Exercise: Please quote the material exactly, every line of it.

════════════════════

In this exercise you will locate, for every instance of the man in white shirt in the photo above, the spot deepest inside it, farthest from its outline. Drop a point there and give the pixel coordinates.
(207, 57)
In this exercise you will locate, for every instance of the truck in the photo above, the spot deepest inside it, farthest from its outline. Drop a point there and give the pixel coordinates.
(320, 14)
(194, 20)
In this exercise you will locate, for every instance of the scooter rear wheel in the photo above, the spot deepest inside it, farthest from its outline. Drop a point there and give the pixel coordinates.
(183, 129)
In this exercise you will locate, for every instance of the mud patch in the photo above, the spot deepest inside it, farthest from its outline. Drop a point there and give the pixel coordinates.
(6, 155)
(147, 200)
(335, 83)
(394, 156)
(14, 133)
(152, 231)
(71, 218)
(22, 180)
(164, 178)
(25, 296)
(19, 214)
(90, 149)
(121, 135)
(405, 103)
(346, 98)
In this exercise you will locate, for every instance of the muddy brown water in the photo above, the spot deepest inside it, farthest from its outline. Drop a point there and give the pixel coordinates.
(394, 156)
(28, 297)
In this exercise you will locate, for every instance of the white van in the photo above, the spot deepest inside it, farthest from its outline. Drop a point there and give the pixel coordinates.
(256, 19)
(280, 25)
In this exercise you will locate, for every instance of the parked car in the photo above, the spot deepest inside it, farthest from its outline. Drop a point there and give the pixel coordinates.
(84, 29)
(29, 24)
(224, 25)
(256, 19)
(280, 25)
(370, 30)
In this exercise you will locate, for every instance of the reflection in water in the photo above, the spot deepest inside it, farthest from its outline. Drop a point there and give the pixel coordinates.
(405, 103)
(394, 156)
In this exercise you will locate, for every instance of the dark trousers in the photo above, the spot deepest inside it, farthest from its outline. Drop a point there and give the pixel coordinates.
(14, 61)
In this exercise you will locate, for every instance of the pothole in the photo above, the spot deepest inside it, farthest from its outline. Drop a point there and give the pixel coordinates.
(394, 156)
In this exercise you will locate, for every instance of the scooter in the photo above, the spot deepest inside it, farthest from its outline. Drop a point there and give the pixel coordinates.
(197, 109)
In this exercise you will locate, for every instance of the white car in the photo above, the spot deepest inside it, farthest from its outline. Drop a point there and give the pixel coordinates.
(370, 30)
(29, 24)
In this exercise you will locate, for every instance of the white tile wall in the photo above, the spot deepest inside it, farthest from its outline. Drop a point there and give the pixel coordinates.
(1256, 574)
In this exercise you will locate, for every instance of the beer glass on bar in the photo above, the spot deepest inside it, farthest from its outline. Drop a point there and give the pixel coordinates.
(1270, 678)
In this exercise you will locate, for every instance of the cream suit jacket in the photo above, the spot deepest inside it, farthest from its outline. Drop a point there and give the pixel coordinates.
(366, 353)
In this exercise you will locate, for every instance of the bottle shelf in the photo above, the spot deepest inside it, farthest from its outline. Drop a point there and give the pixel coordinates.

════════════════════

Result:
In this exercise you will locate, for every instance of the man in white shirt in the photo above, the spot deepest inside it, farthest from its outline. Drop a point there and give the pixel coordinates.
(207, 57)
In this exercise you will locate, for every instance of the truck in the photo above, the spot deepest inside it, farthest from its outline. Drop a point there and give the pixel coordinates.
(320, 14)
(194, 20)
In this exercise you will locate, for every instance of the scooter rear wheel in the photo above, the spot deepest inside it, farthest from its outline. Drop a point there and give the pixel coordinates.
(183, 129)
In this exercise you will locate, for every instance of the mud patch in the photo above, the spot deepest inside it, farthest from its outline. Drop a point there and give the pixel coordinates.
(6, 155)
(147, 200)
(335, 83)
(394, 156)
(14, 133)
(152, 231)
(71, 218)
(22, 180)
(164, 178)
(25, 296)
(19, 214)
(90, 149)
(121, 135)
(405, 103)
(346, 98)
In this exercise you will locate, for every instance of the muddy brown water in the photo above, the spot deepest inside it, farthest from its outline. Drop a point there and give the pixel coordinates.
(394, 156)
(28, 297)
In this exercise you will locate, for every instance of the white van in the photo above, the spot deepest inside it, farthest from its outline. Drop a point there and give the pixel coordinates.
(256, 19)
(280, 25)
In this exercise you will locate, for every instance of the parked car in the photo above, the spot deepest inside it, farthest from its outline. Drop a point there and give the pixel coordinates.
(84, 29)
(29, 24)
(224, 25)
(256, 19)
(280, 25)
(370, 30)
In this exercise you will locate, for every instance of the reflection in water in the photo above, the spot deepest inside it, farthest from its outline. Drop a point there and give the pixel coordinates.
(405, 103)
(394, 156)
In this exercise you will locate, for every instance of the dark trousers in the photo above, the spot deepest inside it, farthest from its outline. Drop a point there and give the pixel coordinates.
(14, 61)
In this exercise you will locate, for every instance of the pothole in the photo above, the spot deepest inside it, farthest from its outline. Drop a point there and give the pixel coordinates.
(394, 156)
In this exercise you will locate, for every instance of the scooter in the photo above, the spot deepest inside it, farthest from its outline. Drop a point there and give the pixel coordinates.
(197, 109)
In this exercise you will locate, for every instance of the white car in the photo above, the spot deepest inside it, farthest from its outline. Drop a point there and give the pixel coordinates.
(370, 30)
(29, 24)
In this exercise you will locate, for every instance of the white tile wall in the photo above, the spot deepest inside it, farthest from its outline. Drop a point there and give the pixel coordinates.
(1256, 574)
In this exercise you will locate, for every instance of the beer glass on bar in the photo above, the spot deepest inside it, farthest from its outline. Drop a point there and give the pixel coordinates.
(1270, 678)
In this exercise you will locate, for every instance of the cream suit jacket in the photo above, the spot deepest inside it, farthest from its outline. Drop a point there and give the pixel coordinates.
(366, 353)
In this exercise you will locate, for every instance of the bottle shelf in the photo above, the spot deepest inside it, farthest from its outline. Drop a point there and give the pixel coordinates.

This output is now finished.